> _Gegeven tekst_:
□ □ □ □ □

De stroomsnelheid van water

Inleiding

In het stroomgebied van een grote rivier, zoals de Rijn, stroomt het water het snelst in de bovenloop. Nederland ligt in de benedenloop. Het water stroomt meestal langzaam. In de meren en plassen staat het zelfs stil. De stroming heeft invloed op de temperatuur en het zuurstofgehalte van het water en op het leven in en om het de rivier. Het water van een rivier of meer wordt aan de oppervlakte verwarmd door de zon. In stilstaand water vormt zich een warme bovenlaag. In stromend water gebeurt dit niet, omdat het water steeds in beweging is. Snelstromend water heeft vaak een hoog zuurstofgehalte. Dit wordt ook vergemakkelijkt doordat het voortdurend in beweging is en daarom veel contact heeft met de lucht. In een stromende beek zal de bodem uit grover materiaal bestaan dan de bodem van stilstaand water.



Doel

Met deze proef ga je de stroomsnelheid van het water bepalen.

Werkwijze

  • Zet met een meetlint evenwijdig aan het water een traject van 5 meter uit.
  • Eén persoon gaat met het blokje hout aan het begin van het traject staan.
  • Eén persoon gaat met de stopwatch aan het eind van het traject staan.
  • Eén persoon staat met een schepnet aan het eind van het traject klaar om het blokje hout uit het water te vissen.
  • De persoon met het blokje hout gooit het blokje in het midden van het water.
  • Noteer de tijd die het blokje hout er over doet om het traject af te leggen.
  • Vis het blokje hout weer uit het water.
  • Voer deze meting minimaal twee keer uit.

Resultaten

Wat is de gemiddelde stroomsnelheid in meter/seconde?

Conclusie en verdieping

  • Sommige larven gedijen alleen goed in stilstaand water. Wat is volgens jou de overlevingskans voor deze larven voor jouw onderzoeksgebied?
  • Kun je aan de hand van de waargenomen stroomsnelheid wat zeggen over de structuur van het bodemmateriaal in het water?

□ □ □ □ □

> _Studiemateriaal_:
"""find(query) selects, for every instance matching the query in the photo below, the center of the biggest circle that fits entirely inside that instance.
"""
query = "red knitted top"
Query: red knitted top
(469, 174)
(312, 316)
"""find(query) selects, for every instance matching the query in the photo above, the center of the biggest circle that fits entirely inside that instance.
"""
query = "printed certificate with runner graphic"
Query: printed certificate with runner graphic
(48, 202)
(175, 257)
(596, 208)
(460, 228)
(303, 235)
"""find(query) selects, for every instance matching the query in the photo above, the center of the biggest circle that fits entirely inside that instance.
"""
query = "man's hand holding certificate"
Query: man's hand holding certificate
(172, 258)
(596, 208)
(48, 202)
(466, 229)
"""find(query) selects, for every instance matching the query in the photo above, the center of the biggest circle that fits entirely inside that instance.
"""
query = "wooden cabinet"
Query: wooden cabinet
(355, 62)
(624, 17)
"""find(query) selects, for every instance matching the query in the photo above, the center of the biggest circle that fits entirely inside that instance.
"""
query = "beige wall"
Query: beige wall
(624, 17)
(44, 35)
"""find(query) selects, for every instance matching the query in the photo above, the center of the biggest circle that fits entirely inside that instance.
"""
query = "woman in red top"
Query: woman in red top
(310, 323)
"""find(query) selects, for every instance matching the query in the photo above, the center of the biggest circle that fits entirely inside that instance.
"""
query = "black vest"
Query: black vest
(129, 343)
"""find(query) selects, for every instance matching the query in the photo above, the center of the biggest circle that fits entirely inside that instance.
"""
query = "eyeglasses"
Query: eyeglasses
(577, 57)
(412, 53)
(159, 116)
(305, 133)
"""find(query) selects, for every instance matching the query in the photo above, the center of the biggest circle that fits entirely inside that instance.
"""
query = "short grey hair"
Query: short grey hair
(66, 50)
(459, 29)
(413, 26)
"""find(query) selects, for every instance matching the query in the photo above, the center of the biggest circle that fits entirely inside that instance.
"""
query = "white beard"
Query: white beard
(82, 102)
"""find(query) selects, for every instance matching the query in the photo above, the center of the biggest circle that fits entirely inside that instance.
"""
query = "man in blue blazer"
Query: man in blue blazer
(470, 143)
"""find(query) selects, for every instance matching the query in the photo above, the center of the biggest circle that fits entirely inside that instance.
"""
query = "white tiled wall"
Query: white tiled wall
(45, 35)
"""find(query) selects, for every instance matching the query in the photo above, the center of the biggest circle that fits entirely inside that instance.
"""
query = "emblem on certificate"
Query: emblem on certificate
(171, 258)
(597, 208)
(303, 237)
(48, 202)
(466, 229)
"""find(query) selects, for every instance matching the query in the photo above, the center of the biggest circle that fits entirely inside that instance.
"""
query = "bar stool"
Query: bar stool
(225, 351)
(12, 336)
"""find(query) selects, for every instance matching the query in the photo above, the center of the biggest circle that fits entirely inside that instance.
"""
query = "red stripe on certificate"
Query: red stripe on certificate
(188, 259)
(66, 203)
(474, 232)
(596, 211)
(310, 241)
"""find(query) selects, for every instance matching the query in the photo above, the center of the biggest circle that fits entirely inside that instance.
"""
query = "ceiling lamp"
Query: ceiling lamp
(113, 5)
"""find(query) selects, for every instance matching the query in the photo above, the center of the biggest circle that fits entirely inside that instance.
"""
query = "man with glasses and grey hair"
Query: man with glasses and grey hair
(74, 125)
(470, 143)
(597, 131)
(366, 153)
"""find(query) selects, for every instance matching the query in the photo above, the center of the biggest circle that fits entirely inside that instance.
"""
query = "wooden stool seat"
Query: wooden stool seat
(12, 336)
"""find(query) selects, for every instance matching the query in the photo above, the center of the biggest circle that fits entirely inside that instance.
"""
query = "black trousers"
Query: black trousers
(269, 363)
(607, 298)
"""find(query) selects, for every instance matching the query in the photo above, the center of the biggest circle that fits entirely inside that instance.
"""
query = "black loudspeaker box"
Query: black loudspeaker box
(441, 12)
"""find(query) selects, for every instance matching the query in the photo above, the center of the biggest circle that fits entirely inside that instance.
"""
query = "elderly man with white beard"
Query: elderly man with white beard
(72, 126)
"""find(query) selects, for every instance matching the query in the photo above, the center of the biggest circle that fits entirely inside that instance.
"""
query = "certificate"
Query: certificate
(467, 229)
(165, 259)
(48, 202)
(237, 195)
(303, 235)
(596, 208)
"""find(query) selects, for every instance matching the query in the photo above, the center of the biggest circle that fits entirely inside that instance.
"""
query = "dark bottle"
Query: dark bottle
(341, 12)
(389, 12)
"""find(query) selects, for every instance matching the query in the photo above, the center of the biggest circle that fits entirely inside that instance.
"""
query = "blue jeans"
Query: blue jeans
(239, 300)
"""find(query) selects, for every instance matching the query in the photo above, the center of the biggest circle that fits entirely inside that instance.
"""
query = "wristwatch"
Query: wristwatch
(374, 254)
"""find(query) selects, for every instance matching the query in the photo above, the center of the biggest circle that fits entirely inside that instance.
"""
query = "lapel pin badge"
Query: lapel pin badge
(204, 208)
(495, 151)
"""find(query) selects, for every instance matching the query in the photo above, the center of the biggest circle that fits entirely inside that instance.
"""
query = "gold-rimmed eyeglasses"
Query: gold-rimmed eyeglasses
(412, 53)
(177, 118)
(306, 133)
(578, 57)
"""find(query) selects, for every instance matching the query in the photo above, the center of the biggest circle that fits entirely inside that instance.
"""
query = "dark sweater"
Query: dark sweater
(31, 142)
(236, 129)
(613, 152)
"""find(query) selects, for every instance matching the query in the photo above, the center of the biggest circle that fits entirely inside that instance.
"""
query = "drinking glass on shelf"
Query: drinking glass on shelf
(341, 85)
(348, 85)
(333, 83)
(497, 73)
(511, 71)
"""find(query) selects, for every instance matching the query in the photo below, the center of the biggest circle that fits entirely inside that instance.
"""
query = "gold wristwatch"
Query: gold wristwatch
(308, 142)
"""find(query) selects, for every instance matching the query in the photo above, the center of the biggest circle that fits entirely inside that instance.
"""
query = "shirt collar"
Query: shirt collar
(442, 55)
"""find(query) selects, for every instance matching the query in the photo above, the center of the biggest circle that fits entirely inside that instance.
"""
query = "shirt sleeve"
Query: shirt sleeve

□ □ □ □ □

> _Probeer het_: Geef uit de tekst over de stroomsnelheid van water letterlijk opnieuw weer wat begint bij de woorden met "In het stroomgebied" en eindigt met "het water bepalen.". De regels heb je niet nodig.

> _Antwoord_:
In het stroomgebied van een grote rivier, zoals de Rijn, stroomt het water het snelst in de bovenloop. Nederland ligt in de benedenloop. Het water stroomt meestal langzaam. In de meren en plassen staat het zelfs stil. De stroming heeft invloed op de temperatuur en het zuurstofgehalte van het water en op het leven in en om het de rivier. Het water van een rivier of meer wordt aan de oppervlakte verwarmd door de zon. In stilstaand water vormt zich een warme bovenlaag. In stromend water gebeurt dit niet, omdat het water steeds in beweging is. Snelstromend water heeft vaak een hoog zuurstofgehalte. Dit wordt ook vergemakkelijkt doordat het voortdurend in beweging is en daarom veel contact heeft met de lucht. In een stromende beek zal de bodem uit grover materiaal bestaan dan de bodem van stilstaand water.



Doel

Met deze proef ga je de stroomsnelheid van het water bepalen.